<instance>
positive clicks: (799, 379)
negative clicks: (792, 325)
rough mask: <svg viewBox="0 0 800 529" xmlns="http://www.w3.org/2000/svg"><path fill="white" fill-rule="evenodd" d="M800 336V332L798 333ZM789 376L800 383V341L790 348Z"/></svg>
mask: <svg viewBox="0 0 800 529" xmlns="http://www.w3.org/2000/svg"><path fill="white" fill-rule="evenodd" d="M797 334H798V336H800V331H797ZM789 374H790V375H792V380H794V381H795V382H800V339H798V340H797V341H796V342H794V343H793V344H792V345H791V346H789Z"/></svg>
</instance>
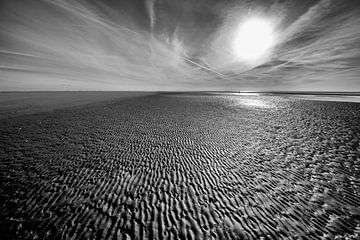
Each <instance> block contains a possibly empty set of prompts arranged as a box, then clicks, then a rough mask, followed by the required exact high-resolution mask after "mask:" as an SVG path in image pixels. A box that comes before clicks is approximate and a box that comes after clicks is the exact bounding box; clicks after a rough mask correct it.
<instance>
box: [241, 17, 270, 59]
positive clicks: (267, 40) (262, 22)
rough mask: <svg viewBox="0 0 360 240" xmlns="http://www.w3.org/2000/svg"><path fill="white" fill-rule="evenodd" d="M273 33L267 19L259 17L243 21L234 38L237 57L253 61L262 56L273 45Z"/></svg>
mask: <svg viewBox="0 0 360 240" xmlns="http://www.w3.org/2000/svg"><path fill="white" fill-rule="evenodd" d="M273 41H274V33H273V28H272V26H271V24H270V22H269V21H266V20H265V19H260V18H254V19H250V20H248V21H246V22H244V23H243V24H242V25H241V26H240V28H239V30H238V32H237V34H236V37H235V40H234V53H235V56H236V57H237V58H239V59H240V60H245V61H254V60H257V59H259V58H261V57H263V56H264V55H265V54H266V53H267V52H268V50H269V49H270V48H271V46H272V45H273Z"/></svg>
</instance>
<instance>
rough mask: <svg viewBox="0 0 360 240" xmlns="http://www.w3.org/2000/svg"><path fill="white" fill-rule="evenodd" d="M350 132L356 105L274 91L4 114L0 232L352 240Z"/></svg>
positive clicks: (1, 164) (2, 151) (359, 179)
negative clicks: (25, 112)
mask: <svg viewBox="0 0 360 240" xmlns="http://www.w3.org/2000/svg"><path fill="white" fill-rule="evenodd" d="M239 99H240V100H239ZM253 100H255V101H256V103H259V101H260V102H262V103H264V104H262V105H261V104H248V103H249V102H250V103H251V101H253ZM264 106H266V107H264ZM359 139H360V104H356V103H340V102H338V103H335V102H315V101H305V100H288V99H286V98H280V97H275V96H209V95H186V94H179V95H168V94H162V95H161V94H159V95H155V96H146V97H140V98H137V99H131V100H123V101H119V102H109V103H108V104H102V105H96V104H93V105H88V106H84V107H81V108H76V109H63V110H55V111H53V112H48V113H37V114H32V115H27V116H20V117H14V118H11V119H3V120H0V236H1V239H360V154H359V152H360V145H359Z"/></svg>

WHAT YOU NEED TO DO:
Out of the entries, pull every line that mentions "positive".

EXPECTED OUTPUT:
positive clicks: (799, 379)
positive clicks: (267, 40) (262, 22)
positive clicks: (1, 164) (2, 151) (359, 179)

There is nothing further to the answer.